The agricultural machine 100 may be a work vehicle that performs tasked travel while consuming an agricultural material within a field. For example, the agricultural machine 100 may be a transplanter that travels while planting seedlings of a plant in the field, e.g., a riding rice transplanter or a vegetable transplanter. In that case, agricultural materials including seedlings of the plant are to be carried on the agricultural machine 100. In addition to seedlings of the plant, other materials such as a fertilizer may also be carried on the agricultural machine 100. Without being limited to a transplanter, the agricultural machine 100 may be a work vehicle that performs other kinds of agricultural work, such as seeding, manure spreading, or pest control. For example, the agricultural machine 100 may be a tractor or a vehicle for crop management, having attached thereto an implement that is configured to perform agricultural work such as seeding, manure spreading, or pest control. While consuming an agricultural material such as crop seedlings, seeds, fertilizers, herbicides, or insecticides, for example, the agricultural machine 100 performs tasked travel within the field. The agricultural machine 100 has a function of communicating with the computer 50. The agricultural machine 100 may be configured or programmed to, while performing tasked travel, transmit data representing the consumption status (consumed amount, remaining amount, etc.) of a material, or data to be referred to for estimating the consumption status of a material (e.g., the position or traveling speed of the agricultural machine 100) to the computer 50, for example. In the present specification, such data may be referred to as “status data”. The agricultural machine 100 travels via self-driving or manual driving.

The transport vehicle 300 is a vehicle that transports materials such as crop seedlings, fertilizers, or agrochemicals. The transport vehicle 300 may be a vehicle that is suitable for material transportation, e.g., a truck (lorry) or a van, for example. The transport vehicle 300 has the function of communicating with the computer 50, and self-driving functionality. In the example of FIG. 1, the transport vehicle 300 includes a controller 350 to control self-driving travel. The controller 350 may be implemented by an electronic control unit (ECU) that is provided in the transport vehicle 300, for example. Although the transport vehicle 300 may include a positioning device including a GNSS receiver, a camera(s), and/or LiDAR (Light Detection and Ranging) or other sensors, such component elements are omitted from illustration in FIG. 1.

The controller 350 may be provided on or in a device that is external to the transport vehicle 300. For example, a computer, e.g., a server, that is configured or programmed to communicate with the transport vehicle 300 may have the functionality of the controller 350. In that case, the transport vehicle 300 travels in accordance with a command from the external controller. Through the action of the controller 350, the transport vehicle 300 transports a material, from a storage location of the material to a delivery location of the material, via self-driving.

A storage location of a material is a previously determined place, such as a material storage, for example. A delivery location of a material is a predetermined place such as an agricultural road or a furrow around the field, for example. The delivery location may be a fixed place that is set for each field, or may be a place that is set in accordance with work situation of the agricultural machine 100. Based on information indicating a transport start timing that is acquired from the computer 50, the transport vehicle 300 automatically begins transportation of the material.

#### Goals:
1. In the passage on farm material transport, turn the paragraph starting "The controller 350 may be provided" into a short bulleted list that keeps its main facts.
2. Translate this sentence from the passage on farm material transport into Spanish: "A storage location of a material is a previously determined place, such as a material storage, for example."
Use only the passage on farm material transport to do what is asked.

#### Data entries:
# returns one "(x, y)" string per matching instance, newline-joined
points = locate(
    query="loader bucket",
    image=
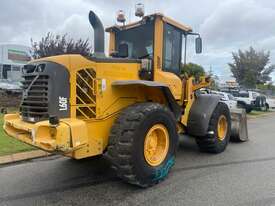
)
(239, 131)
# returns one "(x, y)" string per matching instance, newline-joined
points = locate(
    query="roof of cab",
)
(168, 20)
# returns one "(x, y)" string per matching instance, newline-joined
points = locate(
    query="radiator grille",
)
(85, 94)
(34, 105)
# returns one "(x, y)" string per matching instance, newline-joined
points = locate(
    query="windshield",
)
(139, 41)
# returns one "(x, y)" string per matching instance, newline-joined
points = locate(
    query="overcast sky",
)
(225, 25)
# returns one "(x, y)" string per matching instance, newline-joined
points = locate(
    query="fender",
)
(200, 114)
(172, 103)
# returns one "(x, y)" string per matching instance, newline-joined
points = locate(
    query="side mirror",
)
(198, 45)
(123, 50)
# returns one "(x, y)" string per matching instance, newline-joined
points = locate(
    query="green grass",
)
(9, 145)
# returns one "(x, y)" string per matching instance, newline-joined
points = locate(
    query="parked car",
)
(270, 103)
(227, 98)
(250, 100)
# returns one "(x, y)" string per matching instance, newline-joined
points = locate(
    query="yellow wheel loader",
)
(130, 106)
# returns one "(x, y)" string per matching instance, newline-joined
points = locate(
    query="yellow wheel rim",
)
(222, 127)
(156, 145)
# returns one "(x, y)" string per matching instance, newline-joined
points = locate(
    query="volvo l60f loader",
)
(130, 106)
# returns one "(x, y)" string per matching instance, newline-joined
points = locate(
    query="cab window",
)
(172, 49)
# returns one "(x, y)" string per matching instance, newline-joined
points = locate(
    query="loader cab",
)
(156, 38)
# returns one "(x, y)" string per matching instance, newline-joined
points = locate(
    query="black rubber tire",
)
(243, 105)
(266, 108)
(210, 143)
(126, 144)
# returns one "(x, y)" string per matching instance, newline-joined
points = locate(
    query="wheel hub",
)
(156, 145)
(222, 127)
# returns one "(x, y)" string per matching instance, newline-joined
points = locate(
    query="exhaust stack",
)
(98, 34)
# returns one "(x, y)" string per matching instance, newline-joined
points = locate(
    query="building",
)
(12, 58)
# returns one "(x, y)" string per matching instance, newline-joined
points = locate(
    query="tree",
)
(51, 45)
(192, 69)
(251, 67)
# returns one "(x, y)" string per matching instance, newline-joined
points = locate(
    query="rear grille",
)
(85, 94)
(35, 100)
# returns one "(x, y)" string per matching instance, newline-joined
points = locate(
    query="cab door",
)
(169, 73)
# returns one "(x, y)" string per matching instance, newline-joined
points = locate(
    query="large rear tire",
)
(218, 135)
(143, 143)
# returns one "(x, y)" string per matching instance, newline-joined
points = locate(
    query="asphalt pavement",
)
(243, 175)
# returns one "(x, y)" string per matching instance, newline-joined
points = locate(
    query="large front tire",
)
(143, 143)
(218, 135)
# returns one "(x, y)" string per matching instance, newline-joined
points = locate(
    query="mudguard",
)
(172, 103)
(200, 114)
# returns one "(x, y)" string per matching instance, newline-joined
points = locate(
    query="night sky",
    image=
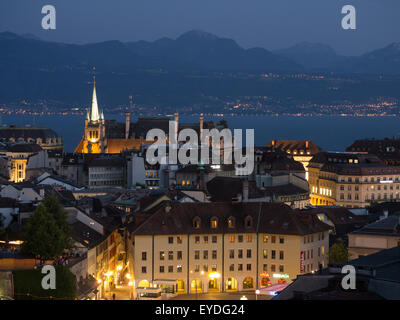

#### Solutions to each task:
1.
- The controller 350 can be on or in a device outside the transport vehicle 300.
- For example, a computer such as a server that communicates with the vehicle can have the controller's functions.
- In that case, the vehicle travels according to commands from the external controller.
- Through the controller 350, the vehicle self-drives to carry a material from its storage location to its delivery location.

2. Un lugar de almacenamiento de un material es un lugar determinado previamente, como un almacén de materiales, por ejemplo.